SOURCE:
Q&A: Backstage at Governors Ball, Air Look Back On Two Decades of Being Fabulous

Nicholas Hunt/Getty Images

Q&A: Backstage at Governors Ball, Air Look Back On Two Decades of Being Fabulous

Nicholas Hunt/Getty Images

Stereogum is named from a lyric from the Air song “Radio Number 1,” from the French futurists’ 2001 LP, 10,000 Hz Legend. As such, we are always legally and morally obligated to take any opportunity we get to talk to the duo of Nicolas Godin and Jean-Benoît Dunckel, creators of some of the most forward-thinking yet classically minded pop music of the past two decades and the men indirectly responsible for the existence of thousands of hipster toddlers.

Last year the group celebrated two decades in the business with the release of their compilation album Twentyears, and this summer they are doing their first American dates since the tour for their last proper album, 2009’s Love 2. We caught up with them backstage at Governors Ball this past weekend, right before they delivered an entrancing trip through their back catalog. Though it was a bit of an odd pairing (they played right between Cage The Elephant and Tool), space-age bachelor-pad bangers “Kelly Watch The Stars,” “Sexy Boy,” and “Venus” sounded as luminous as ever, and the two of them look like they haven’t aged a day since taking the cover photo for 2004’s Talkie Walkie. We talked with the pair about life before their 1998 debut, Moon Safari, why France has terrible taste, and why we shouldn’t expect a new album from them anytime soon.

STEREOGUM: So this is your first American tour in how many years?

NICOLAS GODIN: Seven years, I think.

STEREOGUM: How’s it going so far?

GODIN: Very well, because it’s an amazing audience in the States. People like us. There’s lots of good memories of playing here. We toured America the first time in ’98.

STEREOGUM: Can you remember what your first American show was like?

GODIN: Yeah it was in Seattle, in a place called… I don’t remember. It was my first show ever.

STEREOGUM: First show ever live as a band?

GODIN: Yeah, yeah.

COMPLETE THE FOLLOWING:
**A.** In the Air interview, which song's lyric gave Stereogum its name?
**B.** Summarize the Air interview in two sentences.
**C.** Write a continuation of the Air interview that picks up from its final line.

DATA EXCERPTS:
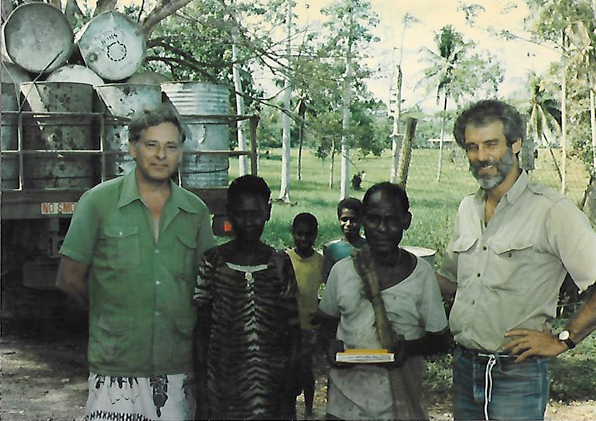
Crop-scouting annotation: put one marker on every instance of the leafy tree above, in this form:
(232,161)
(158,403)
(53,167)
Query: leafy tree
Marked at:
(455,73)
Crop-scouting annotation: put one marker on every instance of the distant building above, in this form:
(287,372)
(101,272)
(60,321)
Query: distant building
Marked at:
(434,142)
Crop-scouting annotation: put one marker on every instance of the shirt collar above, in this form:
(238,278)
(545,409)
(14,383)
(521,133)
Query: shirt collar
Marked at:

ANSWERS GIVEN:
**A.** "Radio Number 1," from Air's 2001 album 10,000 Hz Legend.

**B.** Stereogum, which takes its name from a lyric in Air's "Radio Number 1," spoke with Nicolas Godin and Jean-Benoît Dunckel backstage at Governors Ball, where the duo played during their first American dates since the tour for 2009's Love 2. Godin says the tour is going very well because American audiences are amazing, and he recalls that the band's first American show, in Seattle, was his first show ever.

**C.**
STEREOGUM: So you played here first before you played in France?

GODIN: Yeah.

STEREOGUM: How was it? Were you nervous?

GODIN: Yeah, I was nervous, I couldn’t sleep, there was the jet lag and I went on stage, and there was something wrong with my bass, and I was kind of freaking out because I’m a perfectionist. And then after three shows, I learned how to deal with these things, but we were not experienced, because we had never toured before. It was our first show and it was new for us.

STEREOGUM: So Moon Safari came out 19 years ago?

GODIN: Yeah.

STEREOGUM: That’s crazy.

JEAN-BENOÎT DUNCKEL: It’s not our fault. Time is passing too fast. It’s a fault of the time, not us. We don’t feel aging.

STEREOGUM: When you released your first album 19 years ago, did you ever imagine that two decades later you’d still be doing this?

DUNCKEL: No. No, no, no.

GODIN: It took us like three or four years to understand that we were gonna do this for the rest of our lives.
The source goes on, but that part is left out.